The lines to copy are those in the records below that hold the word "gray".

[Saved entries]
★ ★ ★ ★ ★ ★ ★
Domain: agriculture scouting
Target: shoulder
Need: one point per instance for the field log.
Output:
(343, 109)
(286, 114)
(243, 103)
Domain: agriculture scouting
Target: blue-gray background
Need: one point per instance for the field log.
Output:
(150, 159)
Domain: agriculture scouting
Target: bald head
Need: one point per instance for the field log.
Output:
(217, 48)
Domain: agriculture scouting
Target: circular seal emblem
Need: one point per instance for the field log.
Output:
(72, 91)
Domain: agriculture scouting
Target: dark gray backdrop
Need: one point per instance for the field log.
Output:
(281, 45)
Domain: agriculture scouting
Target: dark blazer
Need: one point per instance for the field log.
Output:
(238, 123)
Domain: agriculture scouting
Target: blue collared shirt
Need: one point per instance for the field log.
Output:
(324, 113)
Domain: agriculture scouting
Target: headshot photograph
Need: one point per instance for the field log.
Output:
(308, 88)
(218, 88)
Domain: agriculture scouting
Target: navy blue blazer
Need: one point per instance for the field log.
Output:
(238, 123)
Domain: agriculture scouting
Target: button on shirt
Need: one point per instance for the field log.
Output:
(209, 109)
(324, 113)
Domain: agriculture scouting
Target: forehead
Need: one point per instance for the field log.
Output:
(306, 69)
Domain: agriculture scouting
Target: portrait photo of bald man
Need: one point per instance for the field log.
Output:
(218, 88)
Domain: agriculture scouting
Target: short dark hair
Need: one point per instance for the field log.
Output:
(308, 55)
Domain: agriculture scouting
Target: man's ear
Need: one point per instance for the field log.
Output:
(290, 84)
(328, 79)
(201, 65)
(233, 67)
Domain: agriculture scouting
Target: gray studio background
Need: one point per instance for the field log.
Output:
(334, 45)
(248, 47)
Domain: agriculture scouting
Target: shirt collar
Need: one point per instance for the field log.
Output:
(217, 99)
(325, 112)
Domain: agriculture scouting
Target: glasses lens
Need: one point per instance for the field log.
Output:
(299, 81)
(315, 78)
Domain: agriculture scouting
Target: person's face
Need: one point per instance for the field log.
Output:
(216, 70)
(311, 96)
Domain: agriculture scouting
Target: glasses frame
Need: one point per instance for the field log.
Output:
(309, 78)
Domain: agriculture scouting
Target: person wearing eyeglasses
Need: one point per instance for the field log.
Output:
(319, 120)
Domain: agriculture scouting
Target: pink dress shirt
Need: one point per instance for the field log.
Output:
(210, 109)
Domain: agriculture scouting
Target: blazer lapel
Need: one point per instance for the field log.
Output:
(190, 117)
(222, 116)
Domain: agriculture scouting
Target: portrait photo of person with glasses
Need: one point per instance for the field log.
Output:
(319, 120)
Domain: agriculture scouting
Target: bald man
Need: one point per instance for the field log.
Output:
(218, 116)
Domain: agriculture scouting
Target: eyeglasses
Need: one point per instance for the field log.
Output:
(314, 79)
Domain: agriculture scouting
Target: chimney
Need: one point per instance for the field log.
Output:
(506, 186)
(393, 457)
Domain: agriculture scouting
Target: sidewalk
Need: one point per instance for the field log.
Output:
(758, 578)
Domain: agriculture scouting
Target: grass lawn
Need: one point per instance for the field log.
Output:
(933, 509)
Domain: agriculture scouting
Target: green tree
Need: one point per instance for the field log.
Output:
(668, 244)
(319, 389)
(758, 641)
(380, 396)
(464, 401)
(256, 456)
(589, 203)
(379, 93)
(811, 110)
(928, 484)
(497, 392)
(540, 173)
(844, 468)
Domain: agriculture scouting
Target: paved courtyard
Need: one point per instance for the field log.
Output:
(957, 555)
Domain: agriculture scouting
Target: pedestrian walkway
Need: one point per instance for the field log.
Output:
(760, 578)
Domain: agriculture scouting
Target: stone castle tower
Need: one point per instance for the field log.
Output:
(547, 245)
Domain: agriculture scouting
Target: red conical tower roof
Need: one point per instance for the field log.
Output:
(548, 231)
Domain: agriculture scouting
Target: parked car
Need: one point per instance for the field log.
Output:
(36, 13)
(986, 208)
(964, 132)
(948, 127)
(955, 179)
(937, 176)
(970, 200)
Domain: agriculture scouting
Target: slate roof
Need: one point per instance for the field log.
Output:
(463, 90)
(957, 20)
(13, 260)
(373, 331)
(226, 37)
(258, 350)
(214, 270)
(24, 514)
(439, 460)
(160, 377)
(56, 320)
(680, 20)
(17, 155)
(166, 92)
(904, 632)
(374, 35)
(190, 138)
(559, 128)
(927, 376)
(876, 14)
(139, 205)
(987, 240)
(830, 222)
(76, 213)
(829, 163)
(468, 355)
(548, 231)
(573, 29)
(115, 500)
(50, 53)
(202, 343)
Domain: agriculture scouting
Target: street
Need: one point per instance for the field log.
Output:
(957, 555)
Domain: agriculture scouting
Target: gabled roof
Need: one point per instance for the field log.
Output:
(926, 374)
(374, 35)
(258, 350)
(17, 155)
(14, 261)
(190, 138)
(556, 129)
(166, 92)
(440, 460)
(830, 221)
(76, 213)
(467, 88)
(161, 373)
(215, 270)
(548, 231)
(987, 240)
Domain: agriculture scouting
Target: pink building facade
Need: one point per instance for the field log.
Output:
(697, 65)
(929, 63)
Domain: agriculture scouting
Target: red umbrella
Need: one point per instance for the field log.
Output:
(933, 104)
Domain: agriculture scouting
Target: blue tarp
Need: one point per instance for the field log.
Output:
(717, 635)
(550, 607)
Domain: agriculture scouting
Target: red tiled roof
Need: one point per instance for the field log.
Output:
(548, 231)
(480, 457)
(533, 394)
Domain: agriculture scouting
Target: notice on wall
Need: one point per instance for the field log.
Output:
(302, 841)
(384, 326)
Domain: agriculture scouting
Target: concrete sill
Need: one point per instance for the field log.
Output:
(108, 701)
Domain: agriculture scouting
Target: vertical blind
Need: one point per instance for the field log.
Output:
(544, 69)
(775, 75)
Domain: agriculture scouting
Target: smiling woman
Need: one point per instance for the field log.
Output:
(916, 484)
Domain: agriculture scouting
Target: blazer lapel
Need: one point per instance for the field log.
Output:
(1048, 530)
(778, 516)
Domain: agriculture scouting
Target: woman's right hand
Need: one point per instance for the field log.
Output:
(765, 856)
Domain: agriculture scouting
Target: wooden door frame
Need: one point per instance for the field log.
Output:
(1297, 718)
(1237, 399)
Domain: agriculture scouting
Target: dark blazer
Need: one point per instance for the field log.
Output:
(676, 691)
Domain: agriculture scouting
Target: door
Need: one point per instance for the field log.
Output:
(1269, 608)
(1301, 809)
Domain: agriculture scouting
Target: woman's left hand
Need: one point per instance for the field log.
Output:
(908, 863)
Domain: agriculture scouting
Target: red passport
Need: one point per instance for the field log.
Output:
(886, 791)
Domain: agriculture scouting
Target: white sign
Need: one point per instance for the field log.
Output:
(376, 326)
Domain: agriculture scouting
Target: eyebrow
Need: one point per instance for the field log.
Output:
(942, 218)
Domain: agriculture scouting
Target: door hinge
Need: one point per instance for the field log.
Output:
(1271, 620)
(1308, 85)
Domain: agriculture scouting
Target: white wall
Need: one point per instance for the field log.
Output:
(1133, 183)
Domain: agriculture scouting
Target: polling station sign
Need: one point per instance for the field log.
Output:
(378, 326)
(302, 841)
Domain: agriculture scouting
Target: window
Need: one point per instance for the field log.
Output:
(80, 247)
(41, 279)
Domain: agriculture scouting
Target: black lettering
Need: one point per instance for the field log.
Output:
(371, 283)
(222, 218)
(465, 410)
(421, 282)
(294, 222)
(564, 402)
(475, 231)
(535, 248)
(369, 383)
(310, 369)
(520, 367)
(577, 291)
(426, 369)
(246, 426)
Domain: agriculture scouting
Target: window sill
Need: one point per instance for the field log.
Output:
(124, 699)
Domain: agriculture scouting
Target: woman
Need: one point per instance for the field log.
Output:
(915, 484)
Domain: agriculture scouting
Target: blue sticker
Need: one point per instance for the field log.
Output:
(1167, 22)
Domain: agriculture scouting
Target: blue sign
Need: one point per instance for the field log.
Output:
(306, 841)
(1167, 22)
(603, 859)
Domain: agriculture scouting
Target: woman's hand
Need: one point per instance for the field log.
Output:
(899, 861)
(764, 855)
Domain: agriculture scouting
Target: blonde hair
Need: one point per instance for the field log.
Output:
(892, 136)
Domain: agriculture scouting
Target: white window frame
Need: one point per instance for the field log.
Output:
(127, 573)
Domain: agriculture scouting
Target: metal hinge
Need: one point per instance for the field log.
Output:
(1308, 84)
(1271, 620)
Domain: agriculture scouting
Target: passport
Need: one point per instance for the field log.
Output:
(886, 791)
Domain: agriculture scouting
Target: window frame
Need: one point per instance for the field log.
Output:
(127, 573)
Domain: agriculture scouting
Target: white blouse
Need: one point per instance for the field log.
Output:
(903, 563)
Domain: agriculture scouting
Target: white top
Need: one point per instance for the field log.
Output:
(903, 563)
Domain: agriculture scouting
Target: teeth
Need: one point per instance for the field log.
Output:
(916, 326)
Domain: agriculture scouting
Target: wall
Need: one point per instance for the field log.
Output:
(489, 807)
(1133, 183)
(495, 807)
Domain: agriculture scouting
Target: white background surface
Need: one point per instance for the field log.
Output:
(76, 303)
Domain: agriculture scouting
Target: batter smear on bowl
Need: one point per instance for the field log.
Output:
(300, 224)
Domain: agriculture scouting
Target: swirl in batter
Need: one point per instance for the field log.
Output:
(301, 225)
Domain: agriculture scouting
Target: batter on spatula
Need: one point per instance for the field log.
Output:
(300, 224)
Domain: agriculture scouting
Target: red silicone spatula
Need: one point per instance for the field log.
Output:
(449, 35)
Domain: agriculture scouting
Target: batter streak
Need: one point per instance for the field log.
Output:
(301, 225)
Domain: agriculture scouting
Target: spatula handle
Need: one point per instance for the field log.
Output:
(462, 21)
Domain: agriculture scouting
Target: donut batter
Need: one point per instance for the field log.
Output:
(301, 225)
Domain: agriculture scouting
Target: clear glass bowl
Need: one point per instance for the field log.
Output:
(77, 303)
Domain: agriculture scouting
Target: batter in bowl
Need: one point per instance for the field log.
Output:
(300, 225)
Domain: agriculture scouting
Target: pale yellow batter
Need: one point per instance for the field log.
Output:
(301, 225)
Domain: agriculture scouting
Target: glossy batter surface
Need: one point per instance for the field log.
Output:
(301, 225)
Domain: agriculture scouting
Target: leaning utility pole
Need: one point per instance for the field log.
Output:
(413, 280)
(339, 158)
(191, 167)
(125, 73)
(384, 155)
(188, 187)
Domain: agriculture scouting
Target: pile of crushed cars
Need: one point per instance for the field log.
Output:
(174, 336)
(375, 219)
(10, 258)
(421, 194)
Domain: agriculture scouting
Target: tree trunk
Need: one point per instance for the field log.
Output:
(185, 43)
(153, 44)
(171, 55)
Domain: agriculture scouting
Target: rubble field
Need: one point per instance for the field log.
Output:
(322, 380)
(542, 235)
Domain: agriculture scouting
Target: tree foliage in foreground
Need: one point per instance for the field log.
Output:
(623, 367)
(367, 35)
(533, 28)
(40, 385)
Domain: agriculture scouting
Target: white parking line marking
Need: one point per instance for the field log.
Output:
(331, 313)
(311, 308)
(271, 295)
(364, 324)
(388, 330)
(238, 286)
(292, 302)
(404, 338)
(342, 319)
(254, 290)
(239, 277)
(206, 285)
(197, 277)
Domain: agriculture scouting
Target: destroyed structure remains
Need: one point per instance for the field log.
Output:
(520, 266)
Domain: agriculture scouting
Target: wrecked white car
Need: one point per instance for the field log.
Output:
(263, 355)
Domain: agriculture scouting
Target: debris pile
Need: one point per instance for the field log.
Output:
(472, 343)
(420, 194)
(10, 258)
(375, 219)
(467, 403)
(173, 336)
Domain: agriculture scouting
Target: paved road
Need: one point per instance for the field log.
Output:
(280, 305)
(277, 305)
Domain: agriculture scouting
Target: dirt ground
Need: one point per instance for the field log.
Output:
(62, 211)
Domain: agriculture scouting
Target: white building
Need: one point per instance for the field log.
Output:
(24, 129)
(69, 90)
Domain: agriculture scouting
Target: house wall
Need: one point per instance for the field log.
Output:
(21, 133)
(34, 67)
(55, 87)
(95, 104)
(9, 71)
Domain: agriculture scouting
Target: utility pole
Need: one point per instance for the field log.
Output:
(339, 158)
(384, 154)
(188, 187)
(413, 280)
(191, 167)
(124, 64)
★ ★ ★ ★ ★ ★ ★
# Solution
Target: blue-gray background
Target: dark gray backdrop
Target: gray studio background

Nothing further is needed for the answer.